Instructions to follow: Please pick out every line in the records below that contains the word "shrub" and copy each one. Case counts.

Data provided:
______________________________

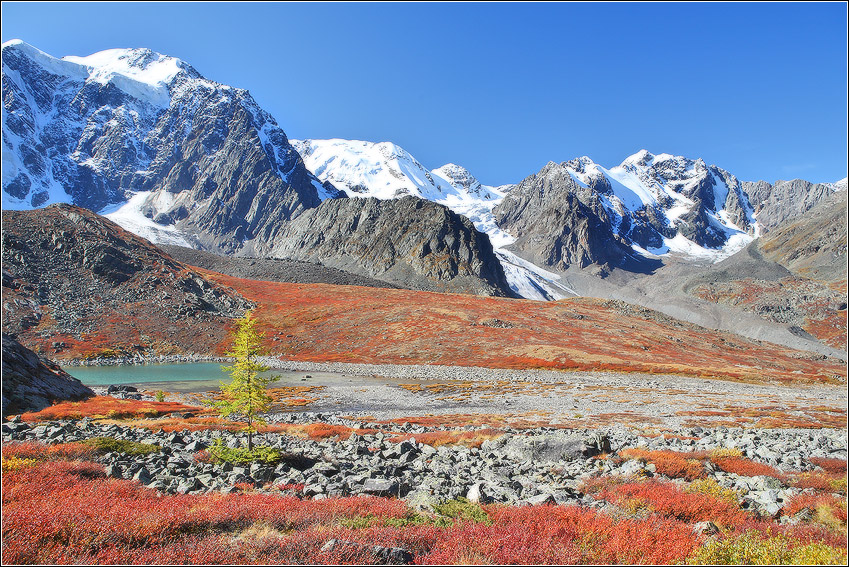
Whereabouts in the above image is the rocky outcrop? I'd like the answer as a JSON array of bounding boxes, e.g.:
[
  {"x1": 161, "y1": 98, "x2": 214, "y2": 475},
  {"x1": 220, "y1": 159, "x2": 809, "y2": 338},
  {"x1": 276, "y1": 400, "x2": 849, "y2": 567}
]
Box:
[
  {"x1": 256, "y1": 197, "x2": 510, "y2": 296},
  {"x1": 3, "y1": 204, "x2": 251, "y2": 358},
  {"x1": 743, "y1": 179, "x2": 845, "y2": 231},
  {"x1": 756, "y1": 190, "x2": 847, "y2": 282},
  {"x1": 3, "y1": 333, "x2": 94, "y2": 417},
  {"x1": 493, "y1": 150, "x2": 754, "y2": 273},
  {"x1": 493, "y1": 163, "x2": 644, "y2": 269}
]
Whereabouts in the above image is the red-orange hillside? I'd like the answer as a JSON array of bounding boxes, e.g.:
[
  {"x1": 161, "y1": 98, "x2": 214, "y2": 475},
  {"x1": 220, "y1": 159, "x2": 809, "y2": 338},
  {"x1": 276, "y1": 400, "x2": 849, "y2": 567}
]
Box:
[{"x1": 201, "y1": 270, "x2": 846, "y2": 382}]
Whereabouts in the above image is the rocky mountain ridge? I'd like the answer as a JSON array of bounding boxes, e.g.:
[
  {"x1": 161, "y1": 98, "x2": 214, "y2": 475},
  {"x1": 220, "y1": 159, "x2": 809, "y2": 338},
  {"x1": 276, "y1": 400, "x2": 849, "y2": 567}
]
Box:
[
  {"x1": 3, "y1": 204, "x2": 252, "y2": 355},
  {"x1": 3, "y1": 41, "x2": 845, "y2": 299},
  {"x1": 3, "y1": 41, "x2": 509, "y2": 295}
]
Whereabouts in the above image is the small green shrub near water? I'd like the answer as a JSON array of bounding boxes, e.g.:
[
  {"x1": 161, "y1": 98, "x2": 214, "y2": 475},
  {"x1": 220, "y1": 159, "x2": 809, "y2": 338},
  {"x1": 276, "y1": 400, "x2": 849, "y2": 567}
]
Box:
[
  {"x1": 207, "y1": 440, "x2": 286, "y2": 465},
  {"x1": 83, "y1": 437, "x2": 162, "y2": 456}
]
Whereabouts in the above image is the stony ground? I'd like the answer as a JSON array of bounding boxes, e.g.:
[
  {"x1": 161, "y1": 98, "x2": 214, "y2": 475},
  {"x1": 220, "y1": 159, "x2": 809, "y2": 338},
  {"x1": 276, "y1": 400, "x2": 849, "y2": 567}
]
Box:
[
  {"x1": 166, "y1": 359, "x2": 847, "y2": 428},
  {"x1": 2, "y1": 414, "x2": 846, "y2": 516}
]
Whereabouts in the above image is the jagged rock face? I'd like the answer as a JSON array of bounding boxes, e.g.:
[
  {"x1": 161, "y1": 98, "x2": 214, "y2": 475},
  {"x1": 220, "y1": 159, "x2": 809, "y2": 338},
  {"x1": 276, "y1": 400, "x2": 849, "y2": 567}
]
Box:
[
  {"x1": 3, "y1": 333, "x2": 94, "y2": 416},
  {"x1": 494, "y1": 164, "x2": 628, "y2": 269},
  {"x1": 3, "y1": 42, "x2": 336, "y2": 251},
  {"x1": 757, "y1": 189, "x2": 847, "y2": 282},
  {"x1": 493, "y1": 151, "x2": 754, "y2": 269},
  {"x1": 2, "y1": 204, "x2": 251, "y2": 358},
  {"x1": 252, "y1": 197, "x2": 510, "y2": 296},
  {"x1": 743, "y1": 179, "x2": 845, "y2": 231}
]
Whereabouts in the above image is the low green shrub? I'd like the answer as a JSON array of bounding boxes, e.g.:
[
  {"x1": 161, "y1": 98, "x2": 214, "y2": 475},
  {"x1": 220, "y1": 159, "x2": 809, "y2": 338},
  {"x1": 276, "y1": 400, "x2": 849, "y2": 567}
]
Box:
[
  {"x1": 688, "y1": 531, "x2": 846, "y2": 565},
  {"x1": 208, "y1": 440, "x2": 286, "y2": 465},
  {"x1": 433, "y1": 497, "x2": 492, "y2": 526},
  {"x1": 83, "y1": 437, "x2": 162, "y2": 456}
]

______________________________

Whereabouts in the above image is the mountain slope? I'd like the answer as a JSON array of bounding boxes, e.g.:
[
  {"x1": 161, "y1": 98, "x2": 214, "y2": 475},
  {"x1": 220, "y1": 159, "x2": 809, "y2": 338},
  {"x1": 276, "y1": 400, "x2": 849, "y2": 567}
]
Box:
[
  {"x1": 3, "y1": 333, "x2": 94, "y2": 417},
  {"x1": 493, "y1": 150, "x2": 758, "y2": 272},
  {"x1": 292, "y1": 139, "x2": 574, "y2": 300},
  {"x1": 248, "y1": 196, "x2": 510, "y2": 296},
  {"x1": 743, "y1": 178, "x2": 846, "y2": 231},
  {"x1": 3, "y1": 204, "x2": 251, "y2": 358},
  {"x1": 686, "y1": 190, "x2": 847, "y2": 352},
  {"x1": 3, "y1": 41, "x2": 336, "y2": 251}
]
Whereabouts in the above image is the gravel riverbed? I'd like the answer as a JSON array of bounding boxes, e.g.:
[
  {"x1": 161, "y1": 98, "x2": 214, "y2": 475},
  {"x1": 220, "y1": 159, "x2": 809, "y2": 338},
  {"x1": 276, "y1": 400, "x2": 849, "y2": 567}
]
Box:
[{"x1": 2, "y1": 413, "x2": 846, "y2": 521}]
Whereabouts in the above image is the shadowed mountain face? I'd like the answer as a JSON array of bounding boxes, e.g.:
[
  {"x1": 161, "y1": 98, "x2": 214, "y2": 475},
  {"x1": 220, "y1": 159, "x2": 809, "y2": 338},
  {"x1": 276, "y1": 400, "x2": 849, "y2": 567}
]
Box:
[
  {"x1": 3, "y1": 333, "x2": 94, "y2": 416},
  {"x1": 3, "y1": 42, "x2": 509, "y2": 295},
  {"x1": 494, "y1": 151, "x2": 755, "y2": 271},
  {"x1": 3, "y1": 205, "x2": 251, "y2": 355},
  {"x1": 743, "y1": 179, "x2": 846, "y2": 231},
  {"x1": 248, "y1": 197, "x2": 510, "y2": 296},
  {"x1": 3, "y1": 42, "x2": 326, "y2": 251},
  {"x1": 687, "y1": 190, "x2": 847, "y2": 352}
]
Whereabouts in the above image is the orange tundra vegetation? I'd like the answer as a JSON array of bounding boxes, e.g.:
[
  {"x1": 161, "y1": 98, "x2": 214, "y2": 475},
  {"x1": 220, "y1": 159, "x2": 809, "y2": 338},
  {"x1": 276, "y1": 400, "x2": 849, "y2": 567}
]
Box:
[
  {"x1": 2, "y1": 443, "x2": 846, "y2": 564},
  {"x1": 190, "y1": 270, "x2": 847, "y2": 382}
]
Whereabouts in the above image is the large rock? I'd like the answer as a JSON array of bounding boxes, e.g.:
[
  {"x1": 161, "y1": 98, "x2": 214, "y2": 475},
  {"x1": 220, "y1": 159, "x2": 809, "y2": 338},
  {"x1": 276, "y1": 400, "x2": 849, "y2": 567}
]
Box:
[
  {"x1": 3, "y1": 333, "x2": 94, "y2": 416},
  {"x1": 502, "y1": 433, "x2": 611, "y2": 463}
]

______________________________

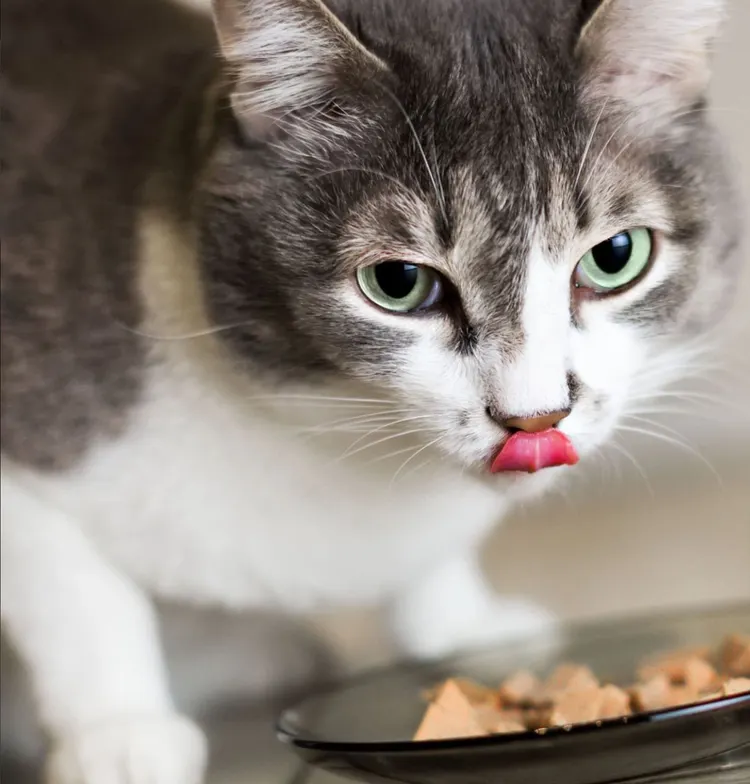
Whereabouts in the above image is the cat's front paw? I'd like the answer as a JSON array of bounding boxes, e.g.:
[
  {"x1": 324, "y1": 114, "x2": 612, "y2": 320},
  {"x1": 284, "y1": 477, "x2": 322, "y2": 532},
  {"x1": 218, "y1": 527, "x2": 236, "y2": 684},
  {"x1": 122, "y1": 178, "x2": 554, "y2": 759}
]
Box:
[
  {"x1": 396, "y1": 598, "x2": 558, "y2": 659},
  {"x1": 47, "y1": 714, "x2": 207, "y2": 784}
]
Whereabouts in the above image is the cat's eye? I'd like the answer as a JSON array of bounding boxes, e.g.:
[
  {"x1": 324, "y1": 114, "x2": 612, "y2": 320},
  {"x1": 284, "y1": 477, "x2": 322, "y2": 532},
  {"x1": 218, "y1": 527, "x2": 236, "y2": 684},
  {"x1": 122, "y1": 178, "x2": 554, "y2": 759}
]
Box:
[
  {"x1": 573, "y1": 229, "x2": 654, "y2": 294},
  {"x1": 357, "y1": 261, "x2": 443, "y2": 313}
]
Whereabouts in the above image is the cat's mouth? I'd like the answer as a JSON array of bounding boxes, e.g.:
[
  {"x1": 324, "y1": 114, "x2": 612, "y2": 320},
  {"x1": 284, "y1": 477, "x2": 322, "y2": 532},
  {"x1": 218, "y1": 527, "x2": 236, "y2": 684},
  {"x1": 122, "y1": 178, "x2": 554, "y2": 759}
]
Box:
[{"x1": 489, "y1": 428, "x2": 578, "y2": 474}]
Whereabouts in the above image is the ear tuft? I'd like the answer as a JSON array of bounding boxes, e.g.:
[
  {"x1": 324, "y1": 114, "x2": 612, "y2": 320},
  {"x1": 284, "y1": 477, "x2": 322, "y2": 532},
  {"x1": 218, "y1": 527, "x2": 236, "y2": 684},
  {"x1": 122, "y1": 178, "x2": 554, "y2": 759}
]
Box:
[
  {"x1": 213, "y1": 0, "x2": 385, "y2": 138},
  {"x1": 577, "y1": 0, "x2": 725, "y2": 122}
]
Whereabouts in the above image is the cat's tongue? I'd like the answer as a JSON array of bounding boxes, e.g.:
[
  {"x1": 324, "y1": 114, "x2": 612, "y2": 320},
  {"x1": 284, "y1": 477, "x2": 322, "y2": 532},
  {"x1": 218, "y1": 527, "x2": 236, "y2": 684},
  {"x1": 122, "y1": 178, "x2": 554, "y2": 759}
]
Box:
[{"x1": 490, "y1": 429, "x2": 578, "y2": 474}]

______________________________

Exercise output:
Whereabouts in the above image is the small green shrub near water? I'd like the answer as a JSON array of bounding boxes, e.g.:
Whereabouts in the above image is the low green shrub? I'd like the answer as a JSON array of bounding boxes, e.g.:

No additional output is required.